- Requirements -
1) In the family memoir passage, list each word the grandmother used to describe the narrator's mother.
2) Resume the family memoir passage after its final sentence.

#### Document text ####

My father’s mother was suspected of poisoning two of her seven husbands. I never met any of them: my grandfather, her first husband, died before I was born. Most of them did. My last grandfather was still alive when I was young, but we were not allowed to meet him because he was a convicted child molester. In the brief times that my grandmother lived with us, she would get collect calls from him: he was in jail at the time.

My grandmother was one of the most twisted people I ever knew. She mainly lived with my uncle and his family. He had married a Japanese woman, and my grandmother openly taunted their children for being “half-breeds”. My aunt came from a culture that bound her to an absolute respect for her mother-in-law, even at the expense of her children. My mother was, as my grandmother said, a crippled Catholic Yankee, and as such she had no such compunction. She was as polite as she had to be, and no more: but her nicest words were still spoken through thinned lips.

#### Stored rows ####

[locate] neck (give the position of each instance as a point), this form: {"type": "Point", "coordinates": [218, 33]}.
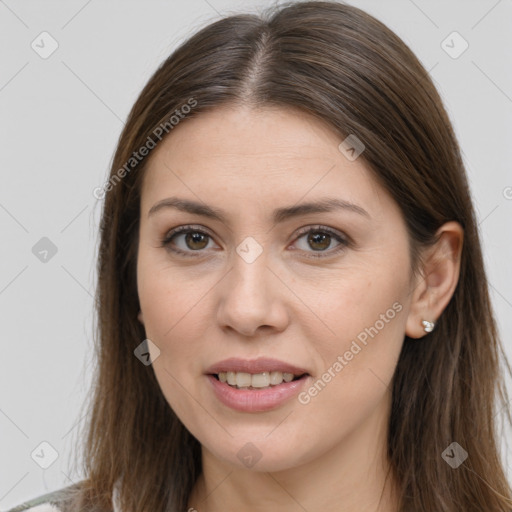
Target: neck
{"type": "Point", "coordinates": [349, 477]}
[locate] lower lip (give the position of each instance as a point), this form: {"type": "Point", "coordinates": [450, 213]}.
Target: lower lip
{"type": "Point", "coordinates": [256, 400]}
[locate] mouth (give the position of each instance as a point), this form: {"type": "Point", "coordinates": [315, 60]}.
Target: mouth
{"type": "Point", "coordinates": [256, 381]}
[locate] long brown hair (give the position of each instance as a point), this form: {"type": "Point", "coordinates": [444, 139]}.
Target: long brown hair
{"type": "Point", "coordinates": [343, 66]}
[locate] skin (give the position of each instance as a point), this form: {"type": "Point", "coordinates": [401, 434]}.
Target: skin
{"type": "Point", "coordinates": [328, 454]}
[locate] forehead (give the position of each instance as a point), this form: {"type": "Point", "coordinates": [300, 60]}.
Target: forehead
{"type": "Point", "coordinates": [257, 157]}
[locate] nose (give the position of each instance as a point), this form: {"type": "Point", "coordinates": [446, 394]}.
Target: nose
{"type": "Point", "coordinates": [252, 298]}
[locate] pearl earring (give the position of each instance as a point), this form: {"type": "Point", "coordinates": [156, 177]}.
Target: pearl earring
{"type": "Point", "coordinates": [428, 326]}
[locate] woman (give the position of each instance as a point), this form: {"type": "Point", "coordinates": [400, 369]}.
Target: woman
{"type": "Point", "coordinates": [293, 309]}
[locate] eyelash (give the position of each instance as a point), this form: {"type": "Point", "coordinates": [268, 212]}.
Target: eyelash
{"type": "Point", "coordinates": [344, 242]}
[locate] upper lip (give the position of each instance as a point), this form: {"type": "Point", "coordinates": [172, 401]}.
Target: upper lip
{"type": "Point", "coordinates": [260, 365]}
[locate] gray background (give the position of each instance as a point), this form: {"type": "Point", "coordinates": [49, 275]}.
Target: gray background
{"type": "Point", "coordinates": [59, 123]}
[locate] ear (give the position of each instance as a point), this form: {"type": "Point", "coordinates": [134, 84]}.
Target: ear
{"type": "Point", "coordinates": [434, 287]}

####

- Answers -
1) crippled, Catholic, Yankee

2)
My grandmother hated me because I was named after her replacement, my step-grandma. I didn’t care that she hated me, and her comments about my lack of looks or grace or charm all missed their mark. I hated her, too, for making fun of my mother and the cousins I loved so much…but most of all, I hated her for what she did to my father. He changed so much when she was around. In real life, he was loud, charismatic, sarcastic, and you never knew what would send him over the edge to crazy angry: crazy angry was when you didn’t really know if the beating would end with your death, this time. I cannot describe the belly-deep fear of those moments. But when she was around, he was so small, so contained, so quiet: tightly polite, coiled and careful. And even though his temper remained in abeyance in her presence, it was like watching him die. I loved my father. I was too young to know or even guess the history behind his changed demeanor, but I knew deep in my stomach that she had done him a great evil. I was glad when she left and my crazy father came back. I understood even then that his demons were beyond his control, and that he was in tremendous pain. What is there to say? My heart ached with compassion and sorrow. I loved my father.

And the love is what made it all so hard.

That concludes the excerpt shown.